Task statement => Repeat each line word for word.
[BEGIN Given information]
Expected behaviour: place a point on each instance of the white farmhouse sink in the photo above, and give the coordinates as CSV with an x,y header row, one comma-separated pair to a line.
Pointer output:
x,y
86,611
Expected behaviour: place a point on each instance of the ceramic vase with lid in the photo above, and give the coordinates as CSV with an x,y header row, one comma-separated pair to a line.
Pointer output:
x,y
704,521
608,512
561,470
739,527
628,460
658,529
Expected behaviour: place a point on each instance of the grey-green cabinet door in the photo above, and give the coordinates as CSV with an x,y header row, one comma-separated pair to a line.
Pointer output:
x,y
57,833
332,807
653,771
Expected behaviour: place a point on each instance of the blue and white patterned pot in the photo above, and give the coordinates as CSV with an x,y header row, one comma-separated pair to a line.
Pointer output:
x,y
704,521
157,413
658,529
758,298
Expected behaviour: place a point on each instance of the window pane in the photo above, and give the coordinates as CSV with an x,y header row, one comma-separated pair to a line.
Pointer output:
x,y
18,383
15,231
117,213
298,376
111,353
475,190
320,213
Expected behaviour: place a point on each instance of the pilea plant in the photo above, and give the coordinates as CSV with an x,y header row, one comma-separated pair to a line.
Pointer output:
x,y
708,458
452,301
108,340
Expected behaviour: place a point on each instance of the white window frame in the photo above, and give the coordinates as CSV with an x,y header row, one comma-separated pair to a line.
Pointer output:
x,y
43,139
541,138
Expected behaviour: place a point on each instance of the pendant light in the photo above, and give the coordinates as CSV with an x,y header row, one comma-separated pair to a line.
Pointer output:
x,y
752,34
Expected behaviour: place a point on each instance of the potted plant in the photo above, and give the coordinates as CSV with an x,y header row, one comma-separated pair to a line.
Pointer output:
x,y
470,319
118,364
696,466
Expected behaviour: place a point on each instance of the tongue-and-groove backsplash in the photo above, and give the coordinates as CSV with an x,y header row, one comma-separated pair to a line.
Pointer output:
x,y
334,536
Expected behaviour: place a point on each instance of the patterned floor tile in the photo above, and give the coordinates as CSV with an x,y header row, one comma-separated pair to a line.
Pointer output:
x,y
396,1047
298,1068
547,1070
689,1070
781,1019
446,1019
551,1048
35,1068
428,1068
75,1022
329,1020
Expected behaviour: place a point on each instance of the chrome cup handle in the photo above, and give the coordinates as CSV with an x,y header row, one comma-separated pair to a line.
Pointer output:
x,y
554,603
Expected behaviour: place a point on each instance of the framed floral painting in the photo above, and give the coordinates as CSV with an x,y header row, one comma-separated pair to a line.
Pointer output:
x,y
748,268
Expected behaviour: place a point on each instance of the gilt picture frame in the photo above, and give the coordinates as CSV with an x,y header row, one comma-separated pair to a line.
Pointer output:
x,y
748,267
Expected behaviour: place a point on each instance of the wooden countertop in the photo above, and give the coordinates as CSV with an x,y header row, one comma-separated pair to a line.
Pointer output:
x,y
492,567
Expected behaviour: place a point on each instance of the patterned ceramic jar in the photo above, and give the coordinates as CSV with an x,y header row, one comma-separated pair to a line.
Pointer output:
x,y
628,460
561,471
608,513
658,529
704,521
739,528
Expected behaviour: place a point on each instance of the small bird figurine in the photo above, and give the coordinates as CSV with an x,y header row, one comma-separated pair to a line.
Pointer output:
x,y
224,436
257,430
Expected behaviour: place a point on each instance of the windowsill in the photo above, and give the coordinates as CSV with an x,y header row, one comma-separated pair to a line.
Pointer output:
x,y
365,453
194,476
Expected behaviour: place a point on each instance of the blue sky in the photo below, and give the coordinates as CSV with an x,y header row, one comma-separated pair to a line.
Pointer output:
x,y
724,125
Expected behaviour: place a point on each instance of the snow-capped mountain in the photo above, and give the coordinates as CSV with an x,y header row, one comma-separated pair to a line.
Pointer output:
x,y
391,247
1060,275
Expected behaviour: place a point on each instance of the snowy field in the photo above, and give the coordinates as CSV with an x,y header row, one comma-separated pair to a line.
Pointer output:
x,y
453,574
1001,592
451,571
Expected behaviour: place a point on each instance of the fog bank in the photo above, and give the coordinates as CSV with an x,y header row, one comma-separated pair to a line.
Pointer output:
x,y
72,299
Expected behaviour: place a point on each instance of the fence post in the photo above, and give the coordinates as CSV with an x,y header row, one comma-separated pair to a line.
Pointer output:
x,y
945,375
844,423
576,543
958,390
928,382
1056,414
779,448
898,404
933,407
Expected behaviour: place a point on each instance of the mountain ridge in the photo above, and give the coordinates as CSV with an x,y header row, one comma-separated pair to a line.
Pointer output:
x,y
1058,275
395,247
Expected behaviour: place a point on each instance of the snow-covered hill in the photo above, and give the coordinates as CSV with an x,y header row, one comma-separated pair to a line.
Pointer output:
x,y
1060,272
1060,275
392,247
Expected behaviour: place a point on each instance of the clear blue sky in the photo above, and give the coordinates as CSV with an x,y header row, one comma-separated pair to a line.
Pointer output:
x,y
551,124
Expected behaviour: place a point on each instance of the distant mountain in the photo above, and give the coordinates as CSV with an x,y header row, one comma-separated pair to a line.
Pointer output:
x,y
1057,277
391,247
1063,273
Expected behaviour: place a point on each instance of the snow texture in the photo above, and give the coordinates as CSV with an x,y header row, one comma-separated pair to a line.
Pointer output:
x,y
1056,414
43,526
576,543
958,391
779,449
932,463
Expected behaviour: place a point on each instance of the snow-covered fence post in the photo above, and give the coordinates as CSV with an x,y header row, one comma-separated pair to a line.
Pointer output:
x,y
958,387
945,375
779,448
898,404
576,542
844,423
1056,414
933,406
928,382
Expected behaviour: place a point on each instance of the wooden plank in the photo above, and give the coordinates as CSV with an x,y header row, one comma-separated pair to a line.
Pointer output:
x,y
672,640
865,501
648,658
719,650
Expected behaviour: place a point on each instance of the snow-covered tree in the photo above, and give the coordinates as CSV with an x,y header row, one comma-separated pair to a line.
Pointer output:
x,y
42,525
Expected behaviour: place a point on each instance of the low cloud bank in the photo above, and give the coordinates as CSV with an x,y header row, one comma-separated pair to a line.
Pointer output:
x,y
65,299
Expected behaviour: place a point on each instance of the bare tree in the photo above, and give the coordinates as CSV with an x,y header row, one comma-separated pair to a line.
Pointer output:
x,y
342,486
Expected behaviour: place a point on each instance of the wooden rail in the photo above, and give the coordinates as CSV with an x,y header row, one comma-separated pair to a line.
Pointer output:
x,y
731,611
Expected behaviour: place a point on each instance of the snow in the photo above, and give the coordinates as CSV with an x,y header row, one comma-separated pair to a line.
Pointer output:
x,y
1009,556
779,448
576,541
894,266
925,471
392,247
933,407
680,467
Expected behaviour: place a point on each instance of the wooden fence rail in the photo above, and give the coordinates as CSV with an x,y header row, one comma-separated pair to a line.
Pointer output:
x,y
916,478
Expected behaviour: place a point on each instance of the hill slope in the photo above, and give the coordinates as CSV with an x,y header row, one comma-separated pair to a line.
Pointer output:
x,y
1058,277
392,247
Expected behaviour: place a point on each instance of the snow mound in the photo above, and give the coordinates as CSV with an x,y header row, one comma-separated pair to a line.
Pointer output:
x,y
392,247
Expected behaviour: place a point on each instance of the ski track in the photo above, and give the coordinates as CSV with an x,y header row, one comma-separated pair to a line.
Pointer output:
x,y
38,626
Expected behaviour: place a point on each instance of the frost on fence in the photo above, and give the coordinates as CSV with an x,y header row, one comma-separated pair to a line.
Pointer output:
[END Given information]
Solution to this exercise =>
Expected behaviour: place a point on each instance of the white farmhouse sink in the photo above, and give the coordinates as CSV with an x,y header row, one comma-separated pair to a line.
Pointer output:
x,y
86,611
Expected behaviour: place a point on each instance of the ceramic vase with lid in the photo above, and give the coordinates as CSV with an x,y header row, one comma-separated pair to a line.
Pointer output:
x,y
704,521
608,512
561,470
739,527
628,460
658,529
Expected behaviour: place a point on each instance of the grey-green cabinet door in the photo above, and give the coordinates as CSV with an x,y header row, one comma-separated pair to a line.
Pointer output:
x,y
57,833
332,807
653,771
Expected behaviour: place a point on each instance of the blue and white patterned pot in the photo above, and give the coordinates as CSV with an x,y header row, one comma-separated pair to a line.
Pointer output:
x,y
704,521
157,413
658,529
758,298
Expected behaviour: place a point on each instance of the window pane in the photo above, and give the coordinates as CSV with an x,y header row, one comma-separated pair to a line.
Pointer output:
x,y
18,383
15,231
117,213
298,376
111,353
475,190
320,213
Expected behaviour: place a point on each instance of the pilea plant in the photo above, and give the coordinates as CSV with an x,y header row, one comma-separated pair to a line.
Pointer output:
x,y
708,458
452,301
108,340
Expected behaviour: place a point on each instance of the white window frame in the photo above, and give the coordinates as CSV with an x,y header row, one comma-separated pair to a line.
Pointer output:
x,y
43,139
541,138
Expected behaviour: place a point on each instance of the pendant light in the photo above, and give the coordinates as CSV with an x,y header row, one comma-separated pair to a line.
Pointer output:
x,y
752,34
Expected behaviour: place a point on each instance of the potted plant in the photo above, and give the coordinates as CSV with an x,y header row, one comma-separated pair to a line.
Pointer output:
x,y
470,319
118,364
696,466
Expected behaviour: place a point on each instance of the tongue-and-groove backsplash in the photo above, and give the coordinates as CSV with an x,y header row, one comma-separated pair to a line.
Pointer output:
x,y
334,536
Expected behaviour: place a point on each instance of the patterned floor tile in the photo above, and give the coordinates as CSV with an x,y header row, one comma-separated pair to a line.
Pointer output:
x,y
396,1047
298,1068
547,1070
689,1070
781,1019
446,1019
551,1048
35,1068
428,1068
75,1022
329,1020
Expected behaviour: place a point on each instance of the chrome cup handle in the photo above, and give the coordinates as CSV with an x,y header row, one comma-separated pair to a line.
Pointer output:
x,y
554,603
Expected behaviour: place a point on each instance of the framed floral painting in the photo above, and give the coordinates as CSV with an x,y header row, one comma-separated pair to a line.
Pointer output:
x,y
748,268
Expected behaviour: place a point on each instance of the gilt picture frame in the photo above, and give the coordinates as CSV with an x,y header row, one comma-separated pair to a line.
Pointer output:
x,y
748,267
Expected behaviour: place a point on each instance of the wooden countertop in the photo above, and give the coordinates as CSV with an x,y header row, one comma-separated pair to a line.
Pointer output:
x,y
492,567
Expected behaviour: place a point on each instance of the patterned ceramic jar in the photo above, and give the coordinates as CSV with an x,y header row, one comma-separated pair to a line.
Pointer output:
x,y
628,460
561,471
608,513
658,529
704,521
739,528
Expected behaviour: place a point on each instance of the small bird figurine in the photo above, and give the coordinates as CSV with an x,y header row, one comma-separated pair to a line.
Pointer output:
x,y
224,436
257,430
Expected behaviour: place a point on each instance of the windowsill in the photo above, and give the coordinates as CSV with an x,y header row, one comma-separated pair to a line.
Pointer output:
x,y
365,453
194,476
Expected behaviour: place a point on each instance of the blue sky in the photo below, and give the coordinates as CSV with an x,y header row, one comma-separated pair to a line.
Pointer output:
x,y
724,125
Expected behaviour: place a point on each instance of the snow-capped mountain in the photo above, and give the coordinates as CSV with an x,y header row, one comma-separated pair to a line.
Pointer output:
x,y
391,247
1060,275
Expected behaviour: place a point on each instance of the snowy field in the photo above, and give the coordinates as CSV with an x,y header row, one comma-separated pair to a line.
Pointer output:
x,y
453,574
1001,592
451,571
Expected behaviour: place a point on each instance of the fog bank in the photo above, and give the coordinates as CSV with an x,y header row, one comma-separated pair to a line.
Pointer output:
x,y
72,299
Expected behaviour: place a point on each instance of the fence post in the photo above, and give the coordinates as CSV with an x,y header row, one comma-separated pair to a line.
Pointer output:
x,y
945,375
844,423
576,543
958,390
928,382
1056,414
779,448
898,404
933,407
Expected behaviour: place a point on each instance of the mountain ridge in the photo above, and give the coordinates as CSV with an x,y header row, one comma-separated pair to a line.
Pointer output:
x,y
1058,275
395,247
Expected behaviour: place a point on each instance of the snow-covered hill in the photo above, and give the coordinates as CSV with an x,y header row, one comma-separated pair to a line.
Pointer output:
x,y
1060,272
1060,275
392,247
Expected behaviour: place a point on each instance of the clear blue sky in the photo above, and give the coordinates as CSV with an x,y header row, one comma-separated pair to a line.
Pointer output:
x,y
551,124
Expected behaviour: place a point on each instance of the distant mountain in the photo above, and give the coordinates as CSV with an x,y header row, one comma-separated pair to a line.
Pointer output:
x,y
1057,277
391,247
1063,273
Expected behaviour: place a point on each instance of the snow texture in the photo above, and give the coordinates as CSV with an x,y header row, one comma-separated pair to a line.
Pointer output:
x,y
1056,414
43,526
576,543
958,391
779,449
932,463
Expected behaviour: place a point on each instance of the snow-covered fence post in the photo above, and give the coordinates as CSV with an x,y header row, one comma-separated pair to a line.
Pointer output:
x,y
958,387
945,375
779,448
898,404
576,542
844,423
1056,414
933,406
928,382
Expected behaviour: place a point on each instance of the wooden plank in the photo above, and give the coordinates as CSV with an x,y header row, one comma-separated pair to a line.
Pointer output:
x,y
672,640
865,501
648,658
719,650
Expected behaviour: place a point on each instance of the snow-covered tree in the photo above, and give the coordinates as CSV with an x,y header row, one comma-separated pair to a line.
Pointer output:
x,y
42,525
Expected behaviour: place a point on each instance of the low cloud bank in the photo above, and give the coordinates as CSV with an x,y header row, one comma-separated pair to a line.
Pointer output:
x,y
65,299
Expected behaviour: place a point on each instance of the bare tree in the photo above, and give the coordinates as CSV with an x,y header row, one comma-separated pair to a line.
Pointer output:
x,y
342,486
Expected behaviour: place a point on each instance of the wooden rail in the photo above, and give the coordinates as CSV with an x,y header row, one comma-separated pair to a line.
Pointer output:
x,y
731,611
Expected behaviour: place a point on each instance of the snow in the photo above, and give the coordinates as CSV with an x,y header row, one comma-separated pair to a line.
Pointer output:
x,y
1009,556
779,448
576,541
894,266
925,471
392,247
933,407
680,467
Expected behaviour: place a point on each instance of the wooden fence rail in the photo above, and give the coordinates as CSV with an x,y header row, one comma-separated pair to a line.
Pointer output:
x,y
916,478
Expected behaviour: place a point on each instance of the hill slope in the photo above, and give the coordinates as CSV with an x,y header row, one comma-separated pair to a line.
Pointer output:
x,y
1058,277
392,247
Expected behaviour: place a point on each instance of the snow mound in the photo above, and give the coordinates as CSV with an x,y header row, one comma-separated pair to a line.
Pointer output:
x,y
392,247
Expected behaviour: place a point on each instance of the ski track in the photo above, and give the coordinates as CSV with an x,y header row, one comma-separated pair to a line.
Pointer output:
x,y
38,626
Expected behaviour: place a point on each instance of the frost on fence in the photo above, and give the coordinates as CSV with an x,y header row, one comma-separated pair to a line.
Pointer output:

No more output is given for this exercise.